[Extracted text]
━━━━━━━━
Roger Baylor is not your typical politician. His campaign signs aren't red, white and blue they're orange-- the same color as the skull campaign sticker he wore to an interview with WDRB. 

In fact, the owner of the New Albanian Brewhouse calls himself a futurist -- an Independent promising to break the status quo as Mayor. 

When asked about his vision for the city, Baylor replied: "transparency, infrastructure and empowerment."

If elected Mayor, Baylor promises to "devote our economic development efforts to what we already have here rather than the usual 'attract and retain' business model which is to throw money at somebody from somewhere else and hope they leave their town."

Kevin Zurschmiede is on the Republican side of the ballot. Zurschmiede owns Lone Star Reality and serves on the New Albany City Council. He says he wants to make the city a better place to call home.

"Public safety and code enforcement are two of my high priorities," Zurschmiede said. "We're the only city in the 2010 Census who lost population in this area. I've lost friends and relatives moving to Jeffersonville, and Floyd Knobs. I want to create a city that's a safe, friendly, and a clean environment that people want to move to, not move from."

The incumbent, Democratic Mayor Jeff Gahan, says he is running on his record. This year the city opened a new $9 million water park and turned an old industrial site into a new sports complex. Gahan said. "We focused on parks and recreation because it was the most needed at the time. We've also balanced the budget -- the budget hasn't been balanced in over 10 years. And we've also paid off a lot of debt. So we've done a whole lot of things in a short period of time that I think the community can be proud of. "

One of the biggest challenges facing New Albany's next mayor is jobs. Pillsbury is pulling out in 2016, putting 400 people out of work. 

Meanwhile, Jeffersonville has been put in a strong position with the new Ohio River Bridges. Job growth is up and the population is increasing. 

So the question for New Albany voters on Nov. 3 is which one of the three candidates for Mayor has the best plan for New Albany to compete.
━━━━━━━━
[Available records]
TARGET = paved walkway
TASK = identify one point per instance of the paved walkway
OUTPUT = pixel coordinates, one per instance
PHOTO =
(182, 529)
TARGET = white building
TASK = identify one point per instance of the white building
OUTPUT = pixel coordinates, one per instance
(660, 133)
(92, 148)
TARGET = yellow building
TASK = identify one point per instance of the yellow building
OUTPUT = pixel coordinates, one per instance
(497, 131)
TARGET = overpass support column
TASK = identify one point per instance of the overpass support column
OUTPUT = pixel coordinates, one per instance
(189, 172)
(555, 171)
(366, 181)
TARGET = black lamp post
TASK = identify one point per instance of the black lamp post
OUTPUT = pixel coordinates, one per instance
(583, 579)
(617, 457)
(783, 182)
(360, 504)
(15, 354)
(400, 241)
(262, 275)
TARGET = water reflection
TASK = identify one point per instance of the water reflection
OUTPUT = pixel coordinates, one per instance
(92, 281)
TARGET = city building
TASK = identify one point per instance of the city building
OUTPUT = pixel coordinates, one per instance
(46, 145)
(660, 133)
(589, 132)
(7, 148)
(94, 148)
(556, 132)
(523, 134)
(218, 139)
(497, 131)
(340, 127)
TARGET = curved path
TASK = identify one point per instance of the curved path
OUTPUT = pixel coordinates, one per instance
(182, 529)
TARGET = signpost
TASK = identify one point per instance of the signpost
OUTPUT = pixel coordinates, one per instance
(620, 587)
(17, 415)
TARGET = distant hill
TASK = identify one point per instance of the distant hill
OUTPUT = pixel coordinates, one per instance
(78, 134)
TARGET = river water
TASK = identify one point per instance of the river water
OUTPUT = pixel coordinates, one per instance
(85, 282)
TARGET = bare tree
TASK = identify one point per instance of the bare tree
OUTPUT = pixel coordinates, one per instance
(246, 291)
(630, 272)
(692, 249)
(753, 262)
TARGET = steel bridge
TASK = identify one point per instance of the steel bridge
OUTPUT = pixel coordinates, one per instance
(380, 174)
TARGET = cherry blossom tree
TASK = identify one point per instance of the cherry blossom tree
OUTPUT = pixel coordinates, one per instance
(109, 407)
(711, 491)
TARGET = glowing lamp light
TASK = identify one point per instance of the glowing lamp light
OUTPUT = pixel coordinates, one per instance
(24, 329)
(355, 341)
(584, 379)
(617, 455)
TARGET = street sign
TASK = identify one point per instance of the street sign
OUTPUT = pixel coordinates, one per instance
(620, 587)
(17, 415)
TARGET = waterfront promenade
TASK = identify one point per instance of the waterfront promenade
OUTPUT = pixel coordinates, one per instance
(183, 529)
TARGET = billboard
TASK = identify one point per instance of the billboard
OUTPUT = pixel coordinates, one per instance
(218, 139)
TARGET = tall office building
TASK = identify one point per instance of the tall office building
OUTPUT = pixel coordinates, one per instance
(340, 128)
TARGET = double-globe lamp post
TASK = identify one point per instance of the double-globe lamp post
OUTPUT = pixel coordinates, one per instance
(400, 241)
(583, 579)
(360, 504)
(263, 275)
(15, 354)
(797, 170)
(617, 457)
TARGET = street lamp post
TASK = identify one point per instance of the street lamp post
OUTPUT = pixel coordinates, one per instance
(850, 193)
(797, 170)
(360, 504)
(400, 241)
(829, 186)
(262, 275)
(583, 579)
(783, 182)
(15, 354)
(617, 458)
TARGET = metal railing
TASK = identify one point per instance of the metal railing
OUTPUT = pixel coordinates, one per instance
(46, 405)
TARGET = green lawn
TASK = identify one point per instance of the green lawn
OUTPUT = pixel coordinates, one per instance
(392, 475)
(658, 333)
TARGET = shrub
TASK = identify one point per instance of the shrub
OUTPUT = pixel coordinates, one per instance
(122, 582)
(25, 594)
━━━━━━━━
[Challenges]
**1)** Print, word for word, the portion of the article on the New Albany mayoral race from "In fact, the" up to and including "to call home.".
**2)** Scale the records from the line with "TARGET = waterfront promenade" up to and including the final line of the records. Reproduce every line, requests included, but multiply each pixel coordinate in the answers by 1.55 and round it to a whole number, rounding halves up.

[Full answers]
**1)**
In fact, the owner of the New Albanian Brewhouse calls himself a futurist -- an Independent promising to break the status quo as Mayor. 

When asked about his vision for the city, Baylor replied: "transparency, infrastructure and empowerment."

If elected Mayor, Baylor promises to "devote our economic development efforts to what we already have here rather than the usual 'attract and retain' business model which is to throw money at somebody from somewhere else and hope they leave their town."

Kevin Zurschmiede is on the Republican side of the ballot. Zurschmiede owns Lone Star Reality and serves on the New Albany City Council. He says he wants to make the city a better place to call home.

**2)**
TARGET = waterfront promenade
TASK = identify one point per instance of the waterfront promenade
OUTPUT = pixel coordinates, one per instance
(284, 820)
TARGET = billboard
TASK = identify one point per instance of the billboard
OUTPUT = pixel coordinates, one per instance
(338, 215)
TARGET = tall office building
TASK = identify one point per instance of the tall office building
OUTPUT = pixel coordinates, one per instance
(527, 198)
TARGET = double-globe lamp post
TASK = identify one point per instance of the double-globe lamp post
OUTPUT = pixel coordinates, one per instance
(620, 374)
(904, 897)
(558, 781)
(408, 426)
(23, 549)
(1235, 264)
(956, 708)
TARGET = street lamp post
TASK = identify one point per instance of the street lamp post
OUTPUT = pixel coordinates, one per instance
(1318, 299)
(1235, 264)
(558, 781)
(620, 374)
(1285, 288)
(406, 426)
(904, 897)
(1214, 282)
(23, 549)
(956, 710)
TARGET = metal railing
TASK = identify one point per instance of the metal railing
OUTPUT = pixel coordinates, one per instance
(71, 628)
TARGET = green lawn
TASK = identify one point per instance of the green lawn
OUTPUT = pixel coordinates, one per instance
(608, 736)
(1020, 516)
TARGET = shrub
TASK = identify one point per instance of the shrub
OUTPUT = pixel coordinates, one per instance
(189, 902)
(39, 921)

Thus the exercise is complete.